Work order:
At the line containing "the wooden support", begin retyping, and continue word for word until the records below run out.

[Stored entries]
....

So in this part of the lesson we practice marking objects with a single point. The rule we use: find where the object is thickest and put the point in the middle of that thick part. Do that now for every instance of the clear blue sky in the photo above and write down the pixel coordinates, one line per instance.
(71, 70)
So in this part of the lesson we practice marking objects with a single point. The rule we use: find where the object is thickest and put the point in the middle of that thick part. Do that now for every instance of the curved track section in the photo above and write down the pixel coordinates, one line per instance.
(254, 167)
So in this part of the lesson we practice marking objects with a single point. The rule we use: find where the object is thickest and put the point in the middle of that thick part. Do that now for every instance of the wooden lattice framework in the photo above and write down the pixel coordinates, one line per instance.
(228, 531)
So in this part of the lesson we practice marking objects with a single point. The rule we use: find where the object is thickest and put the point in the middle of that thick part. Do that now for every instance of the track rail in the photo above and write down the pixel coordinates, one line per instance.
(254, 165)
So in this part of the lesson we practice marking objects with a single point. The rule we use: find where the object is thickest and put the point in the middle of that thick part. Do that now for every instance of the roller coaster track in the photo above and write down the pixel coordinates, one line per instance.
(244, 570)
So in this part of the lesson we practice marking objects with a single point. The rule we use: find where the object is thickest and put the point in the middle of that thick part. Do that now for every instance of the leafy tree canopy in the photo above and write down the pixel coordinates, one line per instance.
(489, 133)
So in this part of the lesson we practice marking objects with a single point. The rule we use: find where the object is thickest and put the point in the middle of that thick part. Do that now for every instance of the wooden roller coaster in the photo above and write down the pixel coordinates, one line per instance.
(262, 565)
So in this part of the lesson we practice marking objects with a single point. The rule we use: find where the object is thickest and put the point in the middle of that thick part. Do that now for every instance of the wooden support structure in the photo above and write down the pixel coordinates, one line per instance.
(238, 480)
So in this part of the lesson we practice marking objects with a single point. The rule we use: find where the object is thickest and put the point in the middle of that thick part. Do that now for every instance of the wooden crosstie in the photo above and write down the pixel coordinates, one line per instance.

....

Final answer:
So in this part of the lesson we practice marking objects with a single point. The rule we use: find where the object is thickest and put the point in the middle of that thick part. Do that now for every instance of the wooden support structure in the photo above and write down the pixel coordinates, one line per instance.
(238, 480)
So in this part of the lesson we practice marking objects with a single point. The rule we use: find where the object is thickest and put the point in the middle of that thick part. Do that now for every instance of the wooden crosstie in the photo above and write down the pixel coordinates, one line per instance.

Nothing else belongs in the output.